[Bounding box annotation entries]
* BEGIN *
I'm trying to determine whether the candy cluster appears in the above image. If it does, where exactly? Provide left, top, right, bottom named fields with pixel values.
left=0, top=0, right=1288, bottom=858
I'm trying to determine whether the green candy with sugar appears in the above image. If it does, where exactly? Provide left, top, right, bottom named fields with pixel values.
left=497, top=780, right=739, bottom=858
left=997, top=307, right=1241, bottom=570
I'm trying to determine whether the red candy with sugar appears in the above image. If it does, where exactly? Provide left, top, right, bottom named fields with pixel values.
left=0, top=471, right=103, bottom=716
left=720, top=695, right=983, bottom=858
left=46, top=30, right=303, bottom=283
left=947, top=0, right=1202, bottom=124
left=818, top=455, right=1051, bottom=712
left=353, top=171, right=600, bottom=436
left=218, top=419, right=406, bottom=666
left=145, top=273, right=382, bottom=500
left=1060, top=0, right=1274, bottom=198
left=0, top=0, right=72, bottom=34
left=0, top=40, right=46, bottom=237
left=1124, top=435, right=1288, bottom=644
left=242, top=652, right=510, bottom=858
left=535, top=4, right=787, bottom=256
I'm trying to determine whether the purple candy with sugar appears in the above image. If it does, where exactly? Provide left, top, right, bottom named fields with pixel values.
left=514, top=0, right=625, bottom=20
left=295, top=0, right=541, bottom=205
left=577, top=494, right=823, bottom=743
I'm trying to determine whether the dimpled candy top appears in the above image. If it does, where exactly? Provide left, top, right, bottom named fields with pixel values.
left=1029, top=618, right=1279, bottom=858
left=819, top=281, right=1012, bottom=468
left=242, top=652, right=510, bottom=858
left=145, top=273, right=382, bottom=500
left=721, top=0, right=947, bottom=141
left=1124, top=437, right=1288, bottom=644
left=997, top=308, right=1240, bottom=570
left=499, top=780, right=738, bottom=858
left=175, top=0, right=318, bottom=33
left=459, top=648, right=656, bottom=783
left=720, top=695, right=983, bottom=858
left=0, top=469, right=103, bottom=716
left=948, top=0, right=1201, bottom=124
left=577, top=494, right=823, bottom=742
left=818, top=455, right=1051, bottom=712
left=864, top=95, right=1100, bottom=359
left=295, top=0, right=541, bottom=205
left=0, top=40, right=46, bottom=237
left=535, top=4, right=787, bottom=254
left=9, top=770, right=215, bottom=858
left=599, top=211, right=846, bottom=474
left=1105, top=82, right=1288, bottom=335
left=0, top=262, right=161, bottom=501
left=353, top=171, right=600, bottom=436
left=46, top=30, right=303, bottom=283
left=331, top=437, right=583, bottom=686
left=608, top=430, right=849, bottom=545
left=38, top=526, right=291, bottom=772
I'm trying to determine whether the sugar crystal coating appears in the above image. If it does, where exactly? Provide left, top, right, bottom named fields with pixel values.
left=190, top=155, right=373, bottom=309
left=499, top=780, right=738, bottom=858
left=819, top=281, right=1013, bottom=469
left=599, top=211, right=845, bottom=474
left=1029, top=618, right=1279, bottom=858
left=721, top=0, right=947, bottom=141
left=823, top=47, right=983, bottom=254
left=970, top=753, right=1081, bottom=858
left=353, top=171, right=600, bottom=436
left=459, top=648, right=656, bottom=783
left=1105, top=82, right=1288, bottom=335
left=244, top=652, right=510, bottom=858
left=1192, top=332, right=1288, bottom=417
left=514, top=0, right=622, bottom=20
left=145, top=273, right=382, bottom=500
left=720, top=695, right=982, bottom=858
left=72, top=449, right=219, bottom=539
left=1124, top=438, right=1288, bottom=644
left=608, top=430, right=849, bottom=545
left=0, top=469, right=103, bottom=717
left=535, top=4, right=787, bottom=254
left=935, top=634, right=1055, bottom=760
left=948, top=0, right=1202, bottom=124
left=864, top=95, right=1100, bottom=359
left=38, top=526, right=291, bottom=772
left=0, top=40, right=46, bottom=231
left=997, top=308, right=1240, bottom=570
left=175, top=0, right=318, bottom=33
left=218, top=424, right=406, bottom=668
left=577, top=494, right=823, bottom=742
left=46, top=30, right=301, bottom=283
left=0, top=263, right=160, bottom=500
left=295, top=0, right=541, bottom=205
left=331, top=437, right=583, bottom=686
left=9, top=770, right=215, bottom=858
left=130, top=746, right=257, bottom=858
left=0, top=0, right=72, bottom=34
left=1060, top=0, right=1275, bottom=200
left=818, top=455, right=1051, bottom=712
* END *
Write out again every line from the start of the records up to and including the line with "left=0, top=0, right=1288, bottom=858", requests included, adding -134 to each coordinate in the answers.

▶ The result:
I'm trying to determine whether the candy cluster appears in the above image. If it does, where exactly? Provide left, top, right, bottom named fields with pixel values.
left=-134, top=-134, right=1154, bottom=724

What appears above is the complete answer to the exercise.